-- Begin --

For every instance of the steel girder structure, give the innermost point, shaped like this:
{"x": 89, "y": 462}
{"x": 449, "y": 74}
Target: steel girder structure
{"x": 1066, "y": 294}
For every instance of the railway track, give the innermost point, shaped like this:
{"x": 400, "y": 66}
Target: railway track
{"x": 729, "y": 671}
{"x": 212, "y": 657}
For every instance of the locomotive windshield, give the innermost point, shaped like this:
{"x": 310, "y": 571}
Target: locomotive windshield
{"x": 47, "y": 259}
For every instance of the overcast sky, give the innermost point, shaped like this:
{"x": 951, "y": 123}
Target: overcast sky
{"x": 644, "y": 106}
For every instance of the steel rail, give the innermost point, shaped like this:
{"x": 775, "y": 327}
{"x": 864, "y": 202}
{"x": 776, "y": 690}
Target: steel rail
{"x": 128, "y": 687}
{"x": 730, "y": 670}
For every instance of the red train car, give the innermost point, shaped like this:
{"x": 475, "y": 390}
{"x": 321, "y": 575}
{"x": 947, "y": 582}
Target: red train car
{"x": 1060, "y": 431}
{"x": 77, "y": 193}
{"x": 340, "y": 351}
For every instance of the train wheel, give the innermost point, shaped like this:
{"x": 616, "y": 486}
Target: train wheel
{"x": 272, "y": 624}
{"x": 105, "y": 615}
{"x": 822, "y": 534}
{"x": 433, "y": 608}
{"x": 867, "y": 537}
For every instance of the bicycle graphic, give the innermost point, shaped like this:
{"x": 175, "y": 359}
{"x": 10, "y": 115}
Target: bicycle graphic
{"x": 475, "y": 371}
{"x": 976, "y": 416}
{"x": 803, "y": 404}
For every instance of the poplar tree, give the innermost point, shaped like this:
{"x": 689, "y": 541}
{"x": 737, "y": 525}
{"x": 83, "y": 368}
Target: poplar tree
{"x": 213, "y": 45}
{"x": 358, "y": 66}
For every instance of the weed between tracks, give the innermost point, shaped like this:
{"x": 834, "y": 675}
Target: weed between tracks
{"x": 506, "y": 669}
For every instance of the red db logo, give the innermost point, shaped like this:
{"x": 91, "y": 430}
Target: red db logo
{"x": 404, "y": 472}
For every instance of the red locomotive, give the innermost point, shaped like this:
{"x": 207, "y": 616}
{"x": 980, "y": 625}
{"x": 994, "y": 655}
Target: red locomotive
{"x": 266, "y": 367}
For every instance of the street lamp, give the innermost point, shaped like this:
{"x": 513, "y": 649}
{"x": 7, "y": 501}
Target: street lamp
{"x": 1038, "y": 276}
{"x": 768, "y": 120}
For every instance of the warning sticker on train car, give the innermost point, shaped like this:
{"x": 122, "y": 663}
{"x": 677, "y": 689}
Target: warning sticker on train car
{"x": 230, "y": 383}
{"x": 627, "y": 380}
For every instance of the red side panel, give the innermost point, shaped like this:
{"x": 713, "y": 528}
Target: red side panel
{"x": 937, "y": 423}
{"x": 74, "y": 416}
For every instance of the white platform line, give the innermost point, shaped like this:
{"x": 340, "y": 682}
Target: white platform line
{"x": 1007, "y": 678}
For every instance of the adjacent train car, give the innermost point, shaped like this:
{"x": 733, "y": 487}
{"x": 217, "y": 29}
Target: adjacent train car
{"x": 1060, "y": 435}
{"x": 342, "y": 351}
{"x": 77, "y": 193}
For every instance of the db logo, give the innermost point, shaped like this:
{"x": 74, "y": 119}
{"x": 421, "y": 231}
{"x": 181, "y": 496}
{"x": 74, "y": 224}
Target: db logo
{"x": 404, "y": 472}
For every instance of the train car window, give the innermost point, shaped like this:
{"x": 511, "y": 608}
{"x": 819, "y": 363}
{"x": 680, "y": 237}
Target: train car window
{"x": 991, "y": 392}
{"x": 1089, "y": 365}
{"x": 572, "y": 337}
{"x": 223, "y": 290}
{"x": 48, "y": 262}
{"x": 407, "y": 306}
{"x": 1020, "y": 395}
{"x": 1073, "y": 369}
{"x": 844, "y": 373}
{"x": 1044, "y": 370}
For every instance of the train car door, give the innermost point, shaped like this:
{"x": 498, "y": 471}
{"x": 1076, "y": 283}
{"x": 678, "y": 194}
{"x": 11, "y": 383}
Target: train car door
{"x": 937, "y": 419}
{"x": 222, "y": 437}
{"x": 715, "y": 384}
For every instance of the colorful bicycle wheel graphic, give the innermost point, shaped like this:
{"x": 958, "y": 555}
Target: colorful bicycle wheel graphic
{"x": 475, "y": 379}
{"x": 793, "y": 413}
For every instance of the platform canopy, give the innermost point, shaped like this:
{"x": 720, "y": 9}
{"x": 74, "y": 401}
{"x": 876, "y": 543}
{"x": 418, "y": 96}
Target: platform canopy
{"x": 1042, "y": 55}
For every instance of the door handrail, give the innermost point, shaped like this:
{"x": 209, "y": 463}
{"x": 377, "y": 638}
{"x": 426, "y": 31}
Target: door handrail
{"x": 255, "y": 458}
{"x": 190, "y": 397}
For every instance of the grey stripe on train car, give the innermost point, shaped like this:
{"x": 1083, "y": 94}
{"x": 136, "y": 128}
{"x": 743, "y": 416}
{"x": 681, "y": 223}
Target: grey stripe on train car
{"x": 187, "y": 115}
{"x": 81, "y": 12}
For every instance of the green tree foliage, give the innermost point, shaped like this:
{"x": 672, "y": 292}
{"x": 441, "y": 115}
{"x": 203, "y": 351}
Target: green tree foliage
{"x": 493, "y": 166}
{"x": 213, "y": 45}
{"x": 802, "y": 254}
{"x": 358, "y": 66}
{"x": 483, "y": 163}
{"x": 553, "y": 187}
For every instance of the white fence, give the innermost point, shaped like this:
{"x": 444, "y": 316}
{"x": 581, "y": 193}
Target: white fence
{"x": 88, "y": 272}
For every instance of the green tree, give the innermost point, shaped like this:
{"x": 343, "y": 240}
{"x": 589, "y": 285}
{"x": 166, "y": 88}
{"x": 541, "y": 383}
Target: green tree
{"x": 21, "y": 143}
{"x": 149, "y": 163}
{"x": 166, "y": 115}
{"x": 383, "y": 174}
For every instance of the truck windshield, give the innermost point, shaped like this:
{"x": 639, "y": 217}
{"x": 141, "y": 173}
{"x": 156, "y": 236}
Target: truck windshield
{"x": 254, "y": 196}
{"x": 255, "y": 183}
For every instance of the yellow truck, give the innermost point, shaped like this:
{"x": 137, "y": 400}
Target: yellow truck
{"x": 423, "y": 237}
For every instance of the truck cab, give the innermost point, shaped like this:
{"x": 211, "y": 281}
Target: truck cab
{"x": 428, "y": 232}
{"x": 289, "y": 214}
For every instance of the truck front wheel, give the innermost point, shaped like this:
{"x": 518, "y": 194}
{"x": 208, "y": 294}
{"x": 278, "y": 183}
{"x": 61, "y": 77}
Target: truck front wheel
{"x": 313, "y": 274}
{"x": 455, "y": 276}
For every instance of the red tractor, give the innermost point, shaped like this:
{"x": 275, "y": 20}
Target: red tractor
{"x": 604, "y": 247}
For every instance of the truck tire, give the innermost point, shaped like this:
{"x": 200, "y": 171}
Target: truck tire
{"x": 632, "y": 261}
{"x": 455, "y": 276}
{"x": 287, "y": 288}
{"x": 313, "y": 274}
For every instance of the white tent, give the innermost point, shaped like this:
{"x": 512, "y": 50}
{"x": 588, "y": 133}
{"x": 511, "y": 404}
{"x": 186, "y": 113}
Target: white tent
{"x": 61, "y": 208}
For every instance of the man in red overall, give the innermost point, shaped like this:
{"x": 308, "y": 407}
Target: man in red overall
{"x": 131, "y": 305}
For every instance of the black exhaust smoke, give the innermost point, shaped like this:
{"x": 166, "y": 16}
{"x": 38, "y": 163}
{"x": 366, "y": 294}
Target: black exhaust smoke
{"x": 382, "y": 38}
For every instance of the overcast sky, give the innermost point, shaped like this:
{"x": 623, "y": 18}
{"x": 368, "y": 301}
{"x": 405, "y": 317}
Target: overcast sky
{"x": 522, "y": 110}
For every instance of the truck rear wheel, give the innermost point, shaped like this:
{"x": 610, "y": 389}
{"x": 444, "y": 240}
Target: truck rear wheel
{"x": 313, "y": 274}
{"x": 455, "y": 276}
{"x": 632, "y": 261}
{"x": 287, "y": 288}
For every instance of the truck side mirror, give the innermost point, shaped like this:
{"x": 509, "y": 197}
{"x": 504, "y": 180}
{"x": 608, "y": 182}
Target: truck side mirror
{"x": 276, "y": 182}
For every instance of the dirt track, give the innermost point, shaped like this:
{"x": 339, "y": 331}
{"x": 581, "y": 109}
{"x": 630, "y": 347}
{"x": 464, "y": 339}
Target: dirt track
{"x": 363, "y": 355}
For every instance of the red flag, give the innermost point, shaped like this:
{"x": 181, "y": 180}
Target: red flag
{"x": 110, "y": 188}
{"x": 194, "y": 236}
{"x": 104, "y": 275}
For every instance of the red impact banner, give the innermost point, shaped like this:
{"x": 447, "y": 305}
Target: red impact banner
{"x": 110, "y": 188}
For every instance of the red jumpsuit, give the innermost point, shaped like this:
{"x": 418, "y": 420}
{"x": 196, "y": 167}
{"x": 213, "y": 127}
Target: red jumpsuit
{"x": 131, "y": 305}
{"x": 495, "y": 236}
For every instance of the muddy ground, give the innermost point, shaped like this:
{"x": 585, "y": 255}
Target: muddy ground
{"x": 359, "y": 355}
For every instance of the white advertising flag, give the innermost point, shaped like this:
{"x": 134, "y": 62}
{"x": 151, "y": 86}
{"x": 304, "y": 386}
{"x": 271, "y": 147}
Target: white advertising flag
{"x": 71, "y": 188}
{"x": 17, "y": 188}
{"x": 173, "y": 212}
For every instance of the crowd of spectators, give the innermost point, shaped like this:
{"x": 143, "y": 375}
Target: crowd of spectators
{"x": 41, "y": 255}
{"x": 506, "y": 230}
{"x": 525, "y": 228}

-- End --

GOAL OF THE EXERCISE: Beginning at the line that holds "For every instance of the dirt", write out word for word each line through the end of the records.

TASK OUTPUT:
For every instance of the dirt track, give the innermost point, shaped like this:
{"x": 339, "y": 331}
{"x": 581, "y": 109}
{"x": 630, "y": 347}
{"x": 464, "y": 339}
Target: dirt track
{"x": 363, "y": 355}
For every instance of the red flag, give the innermost point, shaped like this:
{"x": 181, "y": 180}
Target: red flag
{"x": 110, "y": 188}
{"x": 194, "y": 236}
{"x": 104, "y": 275}
For every instance of the red impact banner, give the innermost point, shaped like this:
{"x": 447, "y": 305}
Target: red impact banner
{"x": 110, "y": 188}
For every instance of the red jumpsuit, give the innermost point, shaped like this:
{"x": 418, "y": 420}
{"x": 196, "y": 167}
{"x": 213, "y": 127}
Target: red jumpsuit
{"x": 131, "y": 305}
{"x": 495, "y": 236}
For every instance of the muddy ground, give the innermost point, shaped like this:
{"x": 585, "y": 255}
Target: muddy ground
{"x": 359, "y": 355}
For every instance of the white advertising flag, give the innermost point, shaped like this:
{"x": 134, "y": 62}
{"x": 151, "y": 86}
{"x": 304, "y": 386}
{"x": 271, "y": 147}
Target: white advertising flag
{"x": 71, "y": 188}
{"x": 17, "y": 188}
{"x": 173, "y": 212}
For every instance of the crowd of spectators, give the innermost point, shaped like this:
{"x": 143, "y": 375}
Target: crowd of spectators
{"x": 41, "y": 255}
{"x": 506, "y": 230}
{"x": 525, "y": 228}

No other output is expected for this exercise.